AUFGABEN ->
(A) Wie viele Freie und Selbstständige kamen laut dem Bericht über den Selbstständigentag ins Joseph-DuMont-Berufskolleg?
(B) Schreib den Bericht über den Selbstständigentag nach dem letzten Satz weiter.

Kennenlernen und vernetzen

Mehr als 180 Freie und Selbstständige kamen am 1.Dezember in das Joseph-DuMont-Berufskolleg in den Kölner Stadtteil Nippes. Sie alle hatte das Programm des 2. bundesweiten Selbstständigentages von ver.di angesprochen – eine Mischung aus Treffen, Weiterbildungs- und Vernetzungsangeboten.


Ab 10 Uhr stand die Berufsschule offen und viele nutzten die Gelegenheit, schon eine Stunde vor dem offiziellen Veranstaltungsstart die ersten Kontakte zu knüpfen, Kolleginnen und Kollegen zu begrüßen oder sich an den zahlreichen Ständen von dju, mediafon, den verschiedenen Berufsgruppen oder kommerziellen Anbietern zu informieren.

Ulli Schauen, Vorsitzender der Bundeskommission Selbstständige (BKS), umriss in seinem kurzen Grußwort zur Eröffnung das Ziel der Veranstaltung: „Wir möchten euch einladen, den Austausch unter verschiedenen Berufsgruppen zu probieren. Vielleicht gelingt es dann in einem nächsten Schritt, Probleme zu benennen und konkrete gemeinsame Lösungsansätze zu entwickeln.“
Den thematischen Einstieg für den Tag lieferte die von Emilija Mitrovi´c moderierte Gesprächsrunde mit der Fragestellung: „Aufschwung? Auch für Selbstständige?“ Auf dem Podium (Foto v.l.n.r.): Holm Friebe, Mitautor des Buches „Wir nennen es Arbeit“, Frank Wießner vom IAB, der stellvertretende ver.di-Vorsitzende Frank Werneke und der selbstständige IT-Fachmann Janko Hauser. Rein zahlenmäßig kann der „Aufschwung“ nicht geleugnet werden: Seit 2000 ist die Zahl der Solo-Selbstständigen in Deutschland von 1,8 auf 2,3 Millionen gestiegen. Die Diskutanten waren sich einig, dass der wirtschaftliche Aufschwung und Wandel Chancen für Solo-Selbstständige eröffnet, benannten aber auch Stress, Überforderung und fehlende langfristige Perspektiven als Kernprobleme. Lösungsansätze sind: Die Einbeziehung der Selbstständigen in die sozialen Sicherungssysteme, Professionalisierung und Weiterbildung, das Herstellen von Markttransparenz, die Normierung von Einkommensstandards. Doch dazu braucht es Durchsetzungskraft. Um die zu entwickeln, bietet sich ver.di als Plattform für die Selbstorganisation der Selbstständigen an: „Dabei bleibt das Ziel, Mächtigkeit zu entwickeln“, betonte Frank Werneke.
Die zwei Workshop-Runden am Nachmittag lieferten den Teilnehmerinnen und Teilnehmern konkrete Informationen und Anregungen für ihren Arbeitsalltag: Ob Zeitmanagement und Akquise, Steuerfragen, Urheberrecht und soziale Sicherung, Vernetzungsstrategien oder der Kampf gegen Dumpinghonorare – jeder konnte sich zwei der 13 Themen aussuchen und sich in den jeweils 90minütigen Workshops Tipps für die tägliche Arbeit holen.

VORHANDENE DATEN ->

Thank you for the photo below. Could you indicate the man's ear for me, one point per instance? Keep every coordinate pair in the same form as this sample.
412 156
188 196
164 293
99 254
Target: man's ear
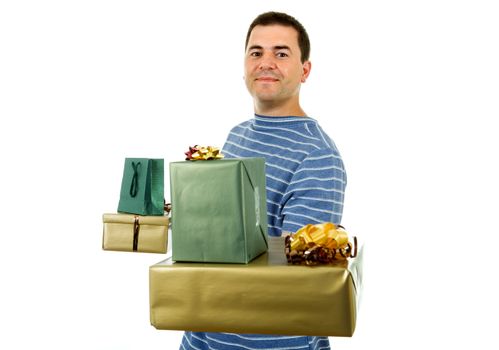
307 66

* * *

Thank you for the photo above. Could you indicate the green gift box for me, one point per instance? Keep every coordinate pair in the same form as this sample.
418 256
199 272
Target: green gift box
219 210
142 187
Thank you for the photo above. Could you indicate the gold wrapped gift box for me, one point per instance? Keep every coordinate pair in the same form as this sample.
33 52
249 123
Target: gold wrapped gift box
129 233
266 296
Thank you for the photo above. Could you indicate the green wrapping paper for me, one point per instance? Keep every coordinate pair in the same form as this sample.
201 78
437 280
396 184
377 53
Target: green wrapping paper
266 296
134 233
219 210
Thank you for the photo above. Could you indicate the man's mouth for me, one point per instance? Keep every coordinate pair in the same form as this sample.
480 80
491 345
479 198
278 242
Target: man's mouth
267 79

LÖSUNGEN ->
(A) Mehr als 180.

(B)
Das Beste aber – so die Meinung vieler – war die Stunde zwischen den beiden Workshop-Runden: Kennenlernen, austauschen und vernetzen war hier in lockerem Zusammenkommen möglich. Manche Berufsgruppen trafen sich gezielt, andere Interessierte schlenderten einfach durchs Foyer der Berufsschule und verweilten dort, wo sich Anknüpfungspunkte ergaben.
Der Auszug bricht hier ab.